*** Opening TEXT SHOWN ***

All records broken: new house consent data out

Author
Anne Gibson, NZ Herald,
Publish Date
Thu, 6 May 2021, 12:13PM
(Photo / George Novak)
(Photo / George Novak)

All records broken: new house consent data out

Author
Anne Gibson, NZ Herald,
Publish Date
Thu, 6 May 2021, 12:13PM

New Zealand has never had so many houses consented in any one period of time as now and the previous national record has just been smashed.

Finally, that magic 40,000 a year house barrier has been broken for the first time in nearly half a century.

Stats NZ said today 41,028 new homes were consented in the year to March 2021, eclipsing the February 1974 year's previous record of 40,225.

We're now in a golden period for new-housing construction, akin only to the era when big new suburbs like Auckland’s Glenfield were built.

All the Government moves to increase supply and relieve stress on the pressure-cooker housing sector have begun to pay off.

Michel Heselop, construction statistics manager, said: "Within 10 years the number of new homes consented annually has gone from the lowest point since the 1940s to an all-time record.

"The increased number of new homes consented in recent years has mostly been due to a rise in consents for higher density homes, such as townhouses. The number of stand-alone houses consented in this period has been relatively flat," he said.

But new homes consented per 1000 residents still below the 1970s peak.

After accounting for population size, the number of new homes consented in the year ended March 2021 is still below the peak in the 1970s, although it has been rising steadily from the lows seen around the time of the global financial crisis, Stats NZ said.

Just over eight new homes consented per 1000 residents in the year ended March, less than the record of 13.4 seen in the year ended December 1973.

The annual number of new homes consented in Auckland is at a record 17,495, accounting for nearly 43 per cent of all new homes.

Auckland has 1.7m residents, meaning it has 34 per cent of New Zealand's population.

Consents for multi-unit homes in Auckland rose sharply in the last two quarters of 2020 and have remained at high levels in the March 2021 quarter.

The monthly number of all New Zealand new homes consented in March 2021 was 4128, the highest for the series, surpassing the October 1973 figure of 4081.

This was driven by a record-breaking month for both stand-alone houses at 2438 and townhouses, flats, and units at 1243, although data for individual building types are only available from April 1990.

*** Closing TEXT SHOWN ***

* _CHECK YOUR UNDERSTANDING_:
a - In the house consent article, how many new homes were consented in Auckland over the year, according to the annual figure?
b - Write the next part of the house consent article, picking up after its final sentence.

*** Opening DATA RECORDS ***

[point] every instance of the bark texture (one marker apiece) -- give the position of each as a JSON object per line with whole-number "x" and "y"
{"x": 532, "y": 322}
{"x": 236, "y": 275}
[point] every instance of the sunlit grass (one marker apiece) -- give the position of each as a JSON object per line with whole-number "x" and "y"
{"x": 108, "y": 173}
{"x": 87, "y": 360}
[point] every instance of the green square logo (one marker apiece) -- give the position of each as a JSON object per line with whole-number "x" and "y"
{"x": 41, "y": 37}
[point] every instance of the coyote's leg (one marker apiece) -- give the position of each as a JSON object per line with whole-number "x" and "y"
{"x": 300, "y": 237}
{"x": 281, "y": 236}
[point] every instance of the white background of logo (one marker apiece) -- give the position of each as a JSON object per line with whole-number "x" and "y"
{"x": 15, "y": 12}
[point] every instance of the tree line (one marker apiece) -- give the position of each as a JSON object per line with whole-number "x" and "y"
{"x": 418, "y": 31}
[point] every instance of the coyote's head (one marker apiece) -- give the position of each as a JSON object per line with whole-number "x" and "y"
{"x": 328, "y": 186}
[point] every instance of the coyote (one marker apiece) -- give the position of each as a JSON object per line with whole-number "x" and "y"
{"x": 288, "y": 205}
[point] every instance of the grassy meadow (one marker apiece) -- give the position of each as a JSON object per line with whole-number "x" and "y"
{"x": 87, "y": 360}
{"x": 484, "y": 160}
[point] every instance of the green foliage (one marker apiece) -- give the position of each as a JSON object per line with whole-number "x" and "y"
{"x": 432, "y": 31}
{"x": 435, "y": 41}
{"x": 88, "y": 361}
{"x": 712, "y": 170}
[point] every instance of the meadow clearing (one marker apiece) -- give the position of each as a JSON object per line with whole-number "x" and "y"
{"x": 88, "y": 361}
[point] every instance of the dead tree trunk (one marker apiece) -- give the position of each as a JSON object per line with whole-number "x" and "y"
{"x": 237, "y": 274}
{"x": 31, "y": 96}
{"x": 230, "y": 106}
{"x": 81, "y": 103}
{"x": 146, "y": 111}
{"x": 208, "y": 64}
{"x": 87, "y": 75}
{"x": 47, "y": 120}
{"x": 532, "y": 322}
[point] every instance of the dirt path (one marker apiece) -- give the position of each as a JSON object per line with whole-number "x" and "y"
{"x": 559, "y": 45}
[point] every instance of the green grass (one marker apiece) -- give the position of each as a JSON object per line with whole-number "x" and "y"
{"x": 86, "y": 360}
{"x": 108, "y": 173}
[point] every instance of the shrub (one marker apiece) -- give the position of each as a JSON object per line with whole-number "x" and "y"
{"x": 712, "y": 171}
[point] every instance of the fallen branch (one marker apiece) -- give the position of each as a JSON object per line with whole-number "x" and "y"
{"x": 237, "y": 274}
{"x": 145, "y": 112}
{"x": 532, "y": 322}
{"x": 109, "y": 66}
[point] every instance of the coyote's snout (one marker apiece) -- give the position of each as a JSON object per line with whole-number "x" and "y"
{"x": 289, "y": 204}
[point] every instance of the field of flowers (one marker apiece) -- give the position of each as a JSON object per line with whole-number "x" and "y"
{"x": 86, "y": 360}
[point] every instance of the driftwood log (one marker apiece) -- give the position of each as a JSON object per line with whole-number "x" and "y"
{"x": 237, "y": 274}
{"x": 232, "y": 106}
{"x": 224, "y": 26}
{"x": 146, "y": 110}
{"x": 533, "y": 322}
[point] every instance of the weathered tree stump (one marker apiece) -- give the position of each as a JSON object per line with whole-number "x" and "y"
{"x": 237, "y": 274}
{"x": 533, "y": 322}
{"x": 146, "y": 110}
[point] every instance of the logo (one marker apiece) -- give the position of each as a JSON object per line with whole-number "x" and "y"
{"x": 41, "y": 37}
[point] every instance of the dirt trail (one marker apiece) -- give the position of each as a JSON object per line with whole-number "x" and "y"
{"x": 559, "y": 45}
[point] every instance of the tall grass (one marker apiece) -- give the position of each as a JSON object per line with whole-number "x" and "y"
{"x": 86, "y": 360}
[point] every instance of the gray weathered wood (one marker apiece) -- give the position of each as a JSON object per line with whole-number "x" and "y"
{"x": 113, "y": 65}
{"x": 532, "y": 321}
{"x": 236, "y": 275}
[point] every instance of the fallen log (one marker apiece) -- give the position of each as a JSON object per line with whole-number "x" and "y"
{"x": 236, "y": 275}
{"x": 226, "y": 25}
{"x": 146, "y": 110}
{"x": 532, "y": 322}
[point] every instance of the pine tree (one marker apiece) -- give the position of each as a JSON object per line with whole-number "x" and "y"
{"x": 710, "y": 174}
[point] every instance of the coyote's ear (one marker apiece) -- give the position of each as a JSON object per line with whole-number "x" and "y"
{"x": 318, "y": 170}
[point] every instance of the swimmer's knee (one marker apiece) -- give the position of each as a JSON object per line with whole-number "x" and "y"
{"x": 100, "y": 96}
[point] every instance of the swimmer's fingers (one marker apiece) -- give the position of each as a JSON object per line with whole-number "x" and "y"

*** Closing DATA RECORDS ***

* _TASK-BY-TASK RESULTS_:
a - 17,495 new homes.

b -
"The record numbers seen in March 2021 suggests that there is a large amount of residential work in the pipeline. The value of consents solely for new stand-alone houses topped $1 billion for the first time in a single month," Heslop said.

Satish Ranchhod, a Westpac senior economist, said interest rates were extremely low and there had been related large increases in house prices.

"We've also had regulatory changes in centres like Auckland that have allowed for increased densification. New Zealand also had very strong population growth in recent years, with home building failing to keep pace through much of the past decade," he said.

Today's result supports Westpac's expectations for very strong home building over the remainder of this and next year.

Longer-term, the outlook for construction was more clouded. The Government had announced a suite of housing policy changes recently that will dampen prices, though there may be some exemptions for new builds, he noted.

In addition, population growth had plummeted following the border closure.

"That means that the shortages that have built up in recent years are rapidly being eroded. And even when the borders do reopen, we don't expect population growth will return to the levels we saw prior to the Covid outbreak, with the Government now reviewing migration settings," Ranchhod said today.

Auckland mayor Phil Goff has previously decried the ugly side of construction in the city.

In 2019, Auckland Council officials showed off some of the city's worst streets as part of a blitz aimed at cleaning up sites and ending commonplace filthy environmental practices.

Flat Bush was identified as one area of stand-alone homes where filthy practices were common.